**Material supplied:**
§

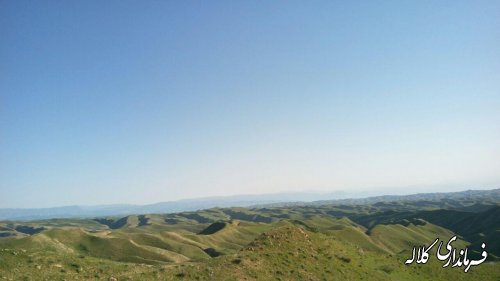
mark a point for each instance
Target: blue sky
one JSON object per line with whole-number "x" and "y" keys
{"x": 146, "y": 101}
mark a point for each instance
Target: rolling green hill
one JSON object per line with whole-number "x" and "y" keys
{"x": 297, "y": 242}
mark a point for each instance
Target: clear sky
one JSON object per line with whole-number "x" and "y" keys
{"x": 146, "y": 101}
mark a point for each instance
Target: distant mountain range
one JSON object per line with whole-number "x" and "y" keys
{"x": 162, "y": 207}
{"x": 262, "y": 200}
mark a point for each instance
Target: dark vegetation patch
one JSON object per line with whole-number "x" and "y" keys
{"x": 29, "y": 229}
{"x": 213, "y": 228}
{"x": 212, "y": 252}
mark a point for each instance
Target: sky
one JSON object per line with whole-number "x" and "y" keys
{"x": 106, "y": 102}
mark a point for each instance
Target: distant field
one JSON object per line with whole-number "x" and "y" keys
{"x": 317, "y": 241}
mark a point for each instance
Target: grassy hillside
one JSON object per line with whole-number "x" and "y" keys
{"x": 317, "y": 242}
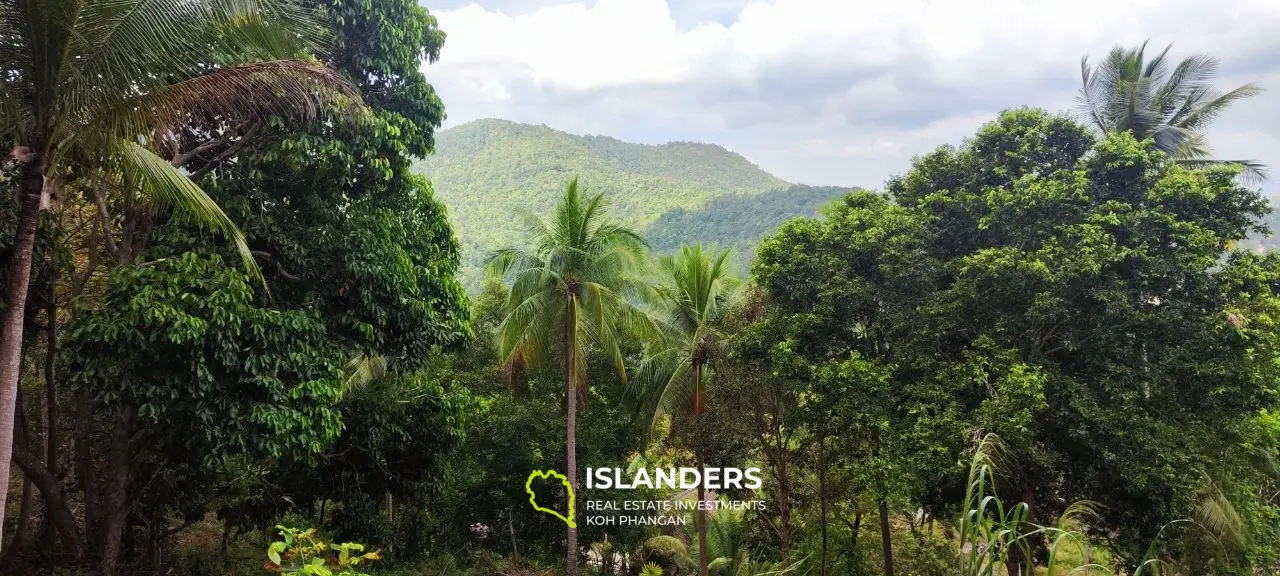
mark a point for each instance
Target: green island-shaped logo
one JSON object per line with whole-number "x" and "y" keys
{"x": 533, "y": 498}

§

Select every line of the items above that contains the word "Target", treating uppercase and lowercase letters as distinct.

Target: blue sky
Target: rolling green hill
Target: clear sky
Target: distant mountain range
Target: dark vegetation patch
Target: sky
Target: distant field
Target: grassy hillside
Target: green island-shaped logo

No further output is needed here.